Task brief: Repeat each record word for word. Leave nothing out.

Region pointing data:
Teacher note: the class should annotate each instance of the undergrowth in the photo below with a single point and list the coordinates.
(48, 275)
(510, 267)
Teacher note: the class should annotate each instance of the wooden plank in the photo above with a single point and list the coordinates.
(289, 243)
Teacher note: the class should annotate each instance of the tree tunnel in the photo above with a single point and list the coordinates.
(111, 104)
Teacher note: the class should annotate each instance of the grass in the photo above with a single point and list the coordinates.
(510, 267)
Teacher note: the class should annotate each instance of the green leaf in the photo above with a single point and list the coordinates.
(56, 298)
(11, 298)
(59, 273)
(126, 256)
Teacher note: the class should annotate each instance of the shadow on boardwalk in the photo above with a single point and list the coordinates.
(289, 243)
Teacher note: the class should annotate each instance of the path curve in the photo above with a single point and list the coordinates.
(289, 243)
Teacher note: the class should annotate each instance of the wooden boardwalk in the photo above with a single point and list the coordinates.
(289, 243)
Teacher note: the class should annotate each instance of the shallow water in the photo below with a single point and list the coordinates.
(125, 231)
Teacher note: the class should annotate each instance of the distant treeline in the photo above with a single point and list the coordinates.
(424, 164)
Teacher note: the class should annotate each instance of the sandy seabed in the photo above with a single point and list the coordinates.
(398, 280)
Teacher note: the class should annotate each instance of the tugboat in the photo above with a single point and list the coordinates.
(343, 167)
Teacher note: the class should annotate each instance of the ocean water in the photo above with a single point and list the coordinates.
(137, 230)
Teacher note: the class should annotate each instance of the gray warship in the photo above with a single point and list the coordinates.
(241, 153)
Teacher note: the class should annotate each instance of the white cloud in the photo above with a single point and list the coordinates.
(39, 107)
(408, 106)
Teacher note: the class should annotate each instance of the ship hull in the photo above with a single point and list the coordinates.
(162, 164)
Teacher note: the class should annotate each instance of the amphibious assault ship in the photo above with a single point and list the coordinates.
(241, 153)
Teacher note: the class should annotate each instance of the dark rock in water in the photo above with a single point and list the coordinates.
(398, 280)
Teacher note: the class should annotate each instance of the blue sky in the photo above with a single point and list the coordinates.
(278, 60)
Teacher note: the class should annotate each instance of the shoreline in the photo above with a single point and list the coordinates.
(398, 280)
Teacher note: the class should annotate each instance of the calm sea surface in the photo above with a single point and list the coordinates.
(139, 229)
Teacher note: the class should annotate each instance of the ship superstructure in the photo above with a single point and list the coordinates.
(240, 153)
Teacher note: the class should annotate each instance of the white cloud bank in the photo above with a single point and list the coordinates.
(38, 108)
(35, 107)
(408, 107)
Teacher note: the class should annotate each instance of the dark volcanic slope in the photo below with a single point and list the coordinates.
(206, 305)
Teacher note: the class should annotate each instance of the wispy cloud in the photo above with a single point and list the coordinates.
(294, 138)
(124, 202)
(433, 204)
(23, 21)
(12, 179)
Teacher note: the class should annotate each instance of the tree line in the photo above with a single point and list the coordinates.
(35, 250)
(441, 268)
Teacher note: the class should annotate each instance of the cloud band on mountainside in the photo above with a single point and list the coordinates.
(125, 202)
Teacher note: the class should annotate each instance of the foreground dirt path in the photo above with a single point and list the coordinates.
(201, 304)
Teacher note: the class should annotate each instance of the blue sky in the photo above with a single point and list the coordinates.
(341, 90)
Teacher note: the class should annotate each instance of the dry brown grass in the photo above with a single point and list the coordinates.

Answer box:
Teacher note: the class should annotate each instance of the undergrowth in the photo below with a single point and list the coordinates.
(48, 275)
(510, 267)
Teacher note: the class should annotate each instance of the wooden plank in the photo above with a single point and list the coordinates.
(289, 243)
Teacher note: the class should annotate each instance of the tree tunnel in the photo above with a single point and list the coordinates.
(111, 104)
Teacher note: the class should annotate each instance of the grass in the photo above with a single point and list the coordinates.
(510, 267)
Teacher note: the class should annotate each instance of the green leaf in the photo above with a single point and list the coordinates.
(56, 298)
(11, 298)
(59, 273)
(126, 256)
Teacher note: the class should annotate each instance of the shadow on boardwalk in the photo above with a single point and list the coordinates.
(289, 243)
Teacher note: the class should annotate each instance of the path curve in the photo above with a single point and list the coordinates.
(289, 243)
Teacher note: the class should annotate each instance of the wooden boardwalk in the photo above with a single point and list the coordinates.
(289, 243)
Teacher note: the class should annotate each instance of the shallow water in the photo below with a single point and list the coordinates.
(125, 231)
Teacher note: the class should annotate each instance of the distant treeline in the photo above with a single point and list the coordinates.
(424, 164)
Teacher note: the class should annotate each instance of the sandy seabed in the photo above with a single point and list the coordinates.
(398, 280)
Teacher note: the class should annotate each instance of the tugboat in the photo above with a single point and list the coordinates.
(343, 167)
Teacher note: the class should annotate each instance of the ocean water in the photo above with a single point and list the coordinates.
(137, 230)
Teacher note: the class should annotate each instance of the gray warship in the photo above with a single point and list the coordinates.
(241, 153)
Teacher note: the class should annotate each instance of the white cloud in the photo above with a single point and list the coordinates.
(39, 107)
(408, 106)
Teacher note: the class should annotate each instance of the ship hull in the photo above with a single point and list the coordinates.
(162, 164)
Teacher note: the class should annotate each instance of the amphibious assault ship in the photo above with a single point and list the coordinates.
(241, 153)
Teacher note: the class should annotate each instance of the dark rock in water in the photo above with a single point and list the coordinates.
(398, 280)
Teacher note: the class should annotate each instance of the blue sky in the photo above with a single point and list the coordinates.
(278, 60)
Teacher note: the class should annotate each instance of the shoreline in the photo above with a single point and list the coordinates.
(398, 280)
Teacher note: the class should annotate each instance of the calm sea surface in the photo above with a single point and list the coordinates.
(139, 229)
Teacher note: the class should annotate each instance of the ship superstructure in the photo above with a single point and list the coordinates.
(240, 153)
Teacher note: the class should annotate each instance of the white cloud bank in the photo above with a single point and list the coordinates.
(38, 108)
(35, 107)
(408, 107)
Teacher note: the class should annotate each instance of the dark volcanic slope in the photo below with a single point and list the coordinates.
(206, 305)
Teacher note: the class should annotate each instance of the wispy cloud in the photo above with a single point and list the coordinates.
(294, 138)
(124, 202)
(433, 204)
(23, 21)
(12, 179)
Teacher note: the class should annotate each instance of the tree line in the photo above with a single point and list the coordinates.
(35, 250)
(441, 268)
Teacher note: the class should annotate each instance of the cloud band on mountainside in the photo above with a single point and list the coordinates.
(125, 202)
Teacher note: the class should annotate each instance of the foreground dirt path in the photo above with a single point and list the coordinates.
(201, 304)
Teacher note: the class should annotate each instance of the blue sky in the photo above with a single point and list the coordinates.
(341, 90)
Teacher note: the class should annotate each instance of the dry brown grass in the photo above with a single point and list the coordinates.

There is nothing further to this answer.